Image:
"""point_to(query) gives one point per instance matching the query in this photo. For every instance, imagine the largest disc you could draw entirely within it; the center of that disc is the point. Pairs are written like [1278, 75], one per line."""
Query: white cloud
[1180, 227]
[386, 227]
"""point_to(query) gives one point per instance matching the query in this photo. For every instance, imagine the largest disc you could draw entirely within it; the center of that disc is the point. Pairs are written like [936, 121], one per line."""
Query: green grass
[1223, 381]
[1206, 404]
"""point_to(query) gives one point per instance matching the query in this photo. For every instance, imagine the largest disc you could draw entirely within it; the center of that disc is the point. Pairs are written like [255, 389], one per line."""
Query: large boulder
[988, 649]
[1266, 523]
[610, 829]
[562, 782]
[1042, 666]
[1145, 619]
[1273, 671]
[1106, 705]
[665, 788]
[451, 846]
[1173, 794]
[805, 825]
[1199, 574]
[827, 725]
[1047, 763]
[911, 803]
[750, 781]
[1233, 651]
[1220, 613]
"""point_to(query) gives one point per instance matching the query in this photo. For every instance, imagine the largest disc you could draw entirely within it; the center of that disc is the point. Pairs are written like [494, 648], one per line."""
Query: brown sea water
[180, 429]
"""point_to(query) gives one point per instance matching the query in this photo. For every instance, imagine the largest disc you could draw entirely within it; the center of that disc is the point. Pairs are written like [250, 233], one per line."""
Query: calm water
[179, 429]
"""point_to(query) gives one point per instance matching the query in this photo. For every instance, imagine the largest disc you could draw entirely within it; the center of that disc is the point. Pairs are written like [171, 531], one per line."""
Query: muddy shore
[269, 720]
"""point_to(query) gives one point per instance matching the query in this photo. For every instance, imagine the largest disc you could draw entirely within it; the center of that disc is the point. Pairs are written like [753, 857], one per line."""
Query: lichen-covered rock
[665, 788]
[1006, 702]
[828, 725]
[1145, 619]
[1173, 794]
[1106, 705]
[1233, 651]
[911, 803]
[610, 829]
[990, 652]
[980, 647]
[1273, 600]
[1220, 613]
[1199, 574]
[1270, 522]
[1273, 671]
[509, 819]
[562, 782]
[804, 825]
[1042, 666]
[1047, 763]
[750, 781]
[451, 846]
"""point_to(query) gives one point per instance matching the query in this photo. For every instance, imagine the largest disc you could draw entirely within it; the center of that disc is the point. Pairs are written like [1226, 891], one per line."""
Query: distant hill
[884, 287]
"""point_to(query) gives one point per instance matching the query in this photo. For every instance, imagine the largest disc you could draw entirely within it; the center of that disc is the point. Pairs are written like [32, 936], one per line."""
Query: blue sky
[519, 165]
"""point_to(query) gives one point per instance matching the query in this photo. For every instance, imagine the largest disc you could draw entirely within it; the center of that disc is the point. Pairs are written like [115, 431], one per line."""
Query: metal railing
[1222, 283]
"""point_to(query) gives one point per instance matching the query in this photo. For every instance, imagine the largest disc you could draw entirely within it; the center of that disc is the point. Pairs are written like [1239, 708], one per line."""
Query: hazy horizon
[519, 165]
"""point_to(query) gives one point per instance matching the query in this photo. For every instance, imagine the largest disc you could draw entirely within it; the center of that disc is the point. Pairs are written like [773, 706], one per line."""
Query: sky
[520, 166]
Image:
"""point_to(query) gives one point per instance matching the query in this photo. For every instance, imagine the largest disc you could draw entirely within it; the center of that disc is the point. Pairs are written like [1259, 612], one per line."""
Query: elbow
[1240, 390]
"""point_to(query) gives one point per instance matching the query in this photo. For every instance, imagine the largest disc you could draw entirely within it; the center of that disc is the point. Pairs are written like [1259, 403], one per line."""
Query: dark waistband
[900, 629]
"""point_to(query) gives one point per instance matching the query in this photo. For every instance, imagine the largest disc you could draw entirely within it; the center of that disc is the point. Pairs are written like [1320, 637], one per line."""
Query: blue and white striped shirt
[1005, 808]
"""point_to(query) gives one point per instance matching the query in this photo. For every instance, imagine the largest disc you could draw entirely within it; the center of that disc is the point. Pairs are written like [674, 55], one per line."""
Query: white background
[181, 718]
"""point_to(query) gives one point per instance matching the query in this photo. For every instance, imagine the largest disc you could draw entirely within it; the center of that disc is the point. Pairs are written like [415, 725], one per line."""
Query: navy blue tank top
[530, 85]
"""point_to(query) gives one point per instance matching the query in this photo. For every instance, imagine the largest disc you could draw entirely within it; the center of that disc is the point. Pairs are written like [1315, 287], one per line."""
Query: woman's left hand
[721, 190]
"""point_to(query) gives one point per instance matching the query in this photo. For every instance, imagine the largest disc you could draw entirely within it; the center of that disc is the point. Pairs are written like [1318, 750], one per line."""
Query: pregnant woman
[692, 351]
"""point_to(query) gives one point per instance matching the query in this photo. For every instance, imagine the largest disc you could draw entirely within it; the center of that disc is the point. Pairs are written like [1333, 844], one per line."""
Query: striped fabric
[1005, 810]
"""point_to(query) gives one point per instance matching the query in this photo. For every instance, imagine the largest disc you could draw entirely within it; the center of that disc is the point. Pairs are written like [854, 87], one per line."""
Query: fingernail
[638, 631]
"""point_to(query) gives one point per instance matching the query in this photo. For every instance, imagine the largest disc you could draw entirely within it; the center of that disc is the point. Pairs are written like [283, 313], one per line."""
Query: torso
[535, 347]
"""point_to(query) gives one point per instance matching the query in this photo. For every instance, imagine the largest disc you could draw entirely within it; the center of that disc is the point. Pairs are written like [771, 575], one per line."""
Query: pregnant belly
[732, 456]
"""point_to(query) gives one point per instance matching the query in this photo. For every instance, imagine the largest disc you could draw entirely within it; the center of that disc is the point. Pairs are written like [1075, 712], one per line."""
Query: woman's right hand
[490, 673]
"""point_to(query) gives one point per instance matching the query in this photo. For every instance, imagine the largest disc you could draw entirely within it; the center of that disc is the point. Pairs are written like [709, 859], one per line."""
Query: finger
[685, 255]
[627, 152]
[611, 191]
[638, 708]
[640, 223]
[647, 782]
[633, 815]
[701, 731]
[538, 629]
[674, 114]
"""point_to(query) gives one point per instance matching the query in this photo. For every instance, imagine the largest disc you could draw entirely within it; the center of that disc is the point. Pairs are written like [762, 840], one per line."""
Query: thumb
□ □ □ □ □ □ □
● **Task objective**
Copy out every one of the lines above without changing a character.

● **Correct response**
Image:
"""point_to(query) gives one point per instance matching the query in this photo. For every instance, imagine the largest disc you could draw entirely within it; the center of that disc is the point. Pairs are written like [1278, 75], one per line."""
Query: white cloud
[1180, 227]
[386, 227]
"""point_to(query) gives one point per instance matching the query in this photo. For every instance, imagine the largest disc you could draw entirely within it; the center of that disc is the point. Pairs are written like [936, 121], one per line."""
Query: green grass
[1223, 381]
[1206, 404]
"""point_to(query) gives one point per instance matching the query in this photo. For every instance, imagine the largest disc you could draw entirely within it; the center of that disc is the point. Pairs are written like [255, 389], one per line."""
Query: large boulder
[988, 649]
[1266, 523]
[610, 829]
[562, 782]
[1042, 666]
[1145, 619]
[1273, 671]
[1106, 705]
[665, 788]
[451, 846]
[1173, 794]
[805, 825]
[1199, 574]
[827, 725]
[1047, 763]
[911, 803]
[750, 781]
[1233, 651]
[1220, 613]
"""point_to(query) gives one point per instance matching the query in this photo. For every instance, imagine the largest disc you could draw entirely within it; the center of that disc is the point. Pairs are written like [494, 648], one per line."""
Query: brown sea water
[180, 429]
"""point_to(query) gives one point per instance matching the query in this photo. For every instance, imagine the largest disc you could draw entirely within it; the center of that disc is the point. Pairs are written like [250, 233], one per line."""
Query: calm water
[179, 429]
"""point_to(query) gives one point per instance matching the query in this photo. For every instance, imagine the largest disc you could draw entirely within it; the center of that disc is the point. Pairs are written like [171, 531], one per line."""
Query: muddy shore
[269, 720]
"""point_to(query) gives one point per instance matching the query in this photo. For every instance, imagine the largest disc you could draw entirely within it; the center of that disc is the point. Pairs are written like [753, 857], one per line."""
Query: lichen-covered rock
[665, 788]
[1006, 702]
[828, 725]
[1145, 619]
[1173, 794]
[1106, 705]
[1233, 651]
[911, 803]
[610, 829]
[990, 652]
[980, 647]
[1273, 600]
[1220, 613]
[1199, 574]
[1270, 522]
[1273, 671]
[509, 819]
[562, 782]
[804, 825]
[1042, 666]
[1047, 763]
[750, 781]
[451, 846]
"""point_to(query) gives one point per instance matching the query in this photo. For every instance, imagine the largest disc you could draw entirely within it; the center of that disc is the point. Pairs are written like [1226, 891], one per line."""
Query: distant hill
[884, 287]
"""point_to(query) gives one point per instance matching the query in this photo. For every instance, imagine the largest disc you could draw entirely within it; the center of that disc is the point. Pairs are written like [32, 936], one per line."""
Query: blue sky
[519, 165]
"""point_to(query) gives one point per instance matching the query in this photo. For every instance, imagine the largest disc you could draw entirely within it; the center of that disc is the point. Pairs are written like [115, 431], one per line."""
Query: metal railing
[1222, 283]
"""point_to(query) gives one point per instance matching the query in this photo. For every instance, imagine the largest disc you could draw entirely within it; the center of that disc is the point. Pairs are written like [1239, 708], one per line."""
Query: hazy horizon
[519, 165]
"""point_to(query) gives one point per instance matching the query in this photo. For every instance, imagine the largest disc you could draw entirely within it; the center of that disc is the point. Pairs are written like [773, 706], one per line."""
Query: sky
[520, 166]
Image:
"""point_to(query) gives one point per instance matching the query in this photo. For every instance, imagine the largest disc you could draw entirely within it; the center of that disc is the point. Pairs are written like [1259, 612], one per line."""
Query: elbow
[1240, 390]
"""point_to(query) gives one point per instance matching the query in this photo. For every instance, imagine the largest disc you could draw entirely within it; the center of that disc is the point. Pairs are written like [1259, 403], one per line."""
Query: dark waistband
[900, 629]
"""point_to(query) gives one point per instance matching the query in this photo. For every instance, imagine the largest disc you could draw entirely within it; the center of that disc is the point. Pairs are written like [1320, 637], one per line."""
Query: blue and white striped shirt
[1005, 808]
"""point_to(query) gives one point per instance matching the query in this photo. For every instance, imagine the largest disc you could draw entirely within it; the center of that disc is the point. Pairs are written like [674, 55], one per line."""
Query: white background
[181, 718]
"""point_to(query) gives one point per instance matching the query in this photo. For every instance, imagine the largest disc you could draw entirely within it; the center of that disc is the point. Pairs are written like [415, 725], one per line."""
Query: navy blue tank top
[530, 85]
"""point_to(query) gives one point per instance matching the query in this photo. For every instance, imagine the largest disc you could draw entirely within it; the center of that disc is the point. Pairs are written like [1315, 287], one per line."""
Query: woman's left hand
[721, 190]
"""point_to(query) gives one point per instance matching the query in this photo. For every instance, imagine the largest disc you could draw entirely within it; the center of that disc is the point. Pairs are written like [1318, 750], one per line."""
Query: pregnant woman
[692, 351]
"""point_to(query) gives one point per instance matching the query in this photo. For every instance, imagine the largest disc you could draw entirely within it; the center of that disc is the point. Pairs are written like [1333, 844], one per line."""
Query: striped fabric
[1005, 810]
"""point_to(query) gives one point per instance matching the query in this photo. For every instance, imagine the largest disc you could draw entirely within it; the center of that disc is the point. Pairs are written like [854, 87], one per line."""
Query: fingernail
[638, 631]
"""point_to(query) gives one point per instance matching the query in this photo. For every instance, imagine the largest disc you could draw entirely within it; the center of that disc is the point. Pairs are written like [283, 313], one per line."""
Query: torso
[535, 347]
"""point_to(query) gives one point per instance matching the query in this photo. For every instance, imagine the largest disc you could draw entirely within it; the center of that disc is the point. Pairs are written like [771, 575], one per line."""
Query: pregnant belly
[732, 456]
"""point_to(query) gives one point per instance matching the query in this photo. For every instance, imagine the largest disc you could draw entirely within it; the center of that disc is the point. Pairs are written like [1075, 712], one per line."""
Query: woman's right hand
[490, 673]
"""point_to(query) gives one point per instance matching the query in this photo. For every instance, imagine the largest disc you could draw entirely within it; the center of that disc is the point. Pairs are written like [709, 859], one per line."""
Query: finger
[685, 255]
[627, 152]
[611, 191]
[638, 708]
[640, 223]
[647, 782]
[633, 815]
[701, 731]
[538, 629]
[674, 114]
"""point_to(query) gives one point per instance matching the query in this photo. For every instance, imagine the largest disc you could draw entirely within it; the center of that disc is the point. Pairs are written like [762, 840], one per line."""
Query: thumb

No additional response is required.